[START Records to process]

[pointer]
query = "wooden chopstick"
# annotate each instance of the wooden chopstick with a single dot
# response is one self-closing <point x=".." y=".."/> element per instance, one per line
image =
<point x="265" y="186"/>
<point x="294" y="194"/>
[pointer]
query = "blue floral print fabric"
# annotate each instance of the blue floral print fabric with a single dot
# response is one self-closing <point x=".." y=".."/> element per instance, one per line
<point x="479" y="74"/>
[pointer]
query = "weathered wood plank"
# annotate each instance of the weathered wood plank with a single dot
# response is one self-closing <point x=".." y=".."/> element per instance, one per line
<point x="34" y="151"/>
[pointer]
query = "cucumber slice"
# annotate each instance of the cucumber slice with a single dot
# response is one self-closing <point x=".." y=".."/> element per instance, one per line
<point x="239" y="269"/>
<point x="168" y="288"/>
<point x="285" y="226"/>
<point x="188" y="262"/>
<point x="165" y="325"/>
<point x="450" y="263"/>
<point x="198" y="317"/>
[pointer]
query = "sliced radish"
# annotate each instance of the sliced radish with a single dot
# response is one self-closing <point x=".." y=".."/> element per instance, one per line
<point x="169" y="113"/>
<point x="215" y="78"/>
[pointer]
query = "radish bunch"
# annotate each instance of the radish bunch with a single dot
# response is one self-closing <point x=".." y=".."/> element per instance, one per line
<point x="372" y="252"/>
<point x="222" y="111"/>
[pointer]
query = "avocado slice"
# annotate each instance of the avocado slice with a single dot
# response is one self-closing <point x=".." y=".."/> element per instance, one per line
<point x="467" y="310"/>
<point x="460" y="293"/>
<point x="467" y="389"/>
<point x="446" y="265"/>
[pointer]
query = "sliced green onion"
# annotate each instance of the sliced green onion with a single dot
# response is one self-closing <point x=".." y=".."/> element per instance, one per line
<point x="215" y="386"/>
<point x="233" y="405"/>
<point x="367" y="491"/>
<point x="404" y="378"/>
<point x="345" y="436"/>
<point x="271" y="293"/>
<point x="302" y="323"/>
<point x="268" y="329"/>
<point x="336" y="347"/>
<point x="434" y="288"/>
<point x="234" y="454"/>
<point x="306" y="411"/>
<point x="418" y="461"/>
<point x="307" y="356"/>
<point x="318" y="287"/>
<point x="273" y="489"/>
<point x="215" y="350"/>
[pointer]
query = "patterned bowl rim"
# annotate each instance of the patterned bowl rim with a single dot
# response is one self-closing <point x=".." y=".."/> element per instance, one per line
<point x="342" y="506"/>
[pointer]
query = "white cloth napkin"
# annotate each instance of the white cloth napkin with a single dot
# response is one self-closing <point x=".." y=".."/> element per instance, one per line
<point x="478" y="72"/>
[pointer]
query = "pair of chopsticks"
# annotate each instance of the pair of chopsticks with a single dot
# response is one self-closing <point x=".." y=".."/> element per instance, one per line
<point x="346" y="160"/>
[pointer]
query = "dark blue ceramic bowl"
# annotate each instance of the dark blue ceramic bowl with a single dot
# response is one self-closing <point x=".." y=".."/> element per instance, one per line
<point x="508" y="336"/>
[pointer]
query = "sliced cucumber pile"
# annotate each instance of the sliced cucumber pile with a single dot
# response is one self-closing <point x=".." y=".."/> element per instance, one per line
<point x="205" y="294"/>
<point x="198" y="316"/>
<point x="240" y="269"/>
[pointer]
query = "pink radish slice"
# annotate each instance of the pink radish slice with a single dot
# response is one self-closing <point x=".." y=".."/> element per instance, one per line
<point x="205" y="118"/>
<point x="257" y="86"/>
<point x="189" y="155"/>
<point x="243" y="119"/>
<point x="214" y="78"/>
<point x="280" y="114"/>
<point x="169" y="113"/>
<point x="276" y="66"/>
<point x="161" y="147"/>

[END Records to process]

## To be done
Return every line of the material above that contains the word "print", matching case exactly.

## Reply to the task
query = "blue floral print fabric"
# annotate each instance of the blue floral print fabric with a single dot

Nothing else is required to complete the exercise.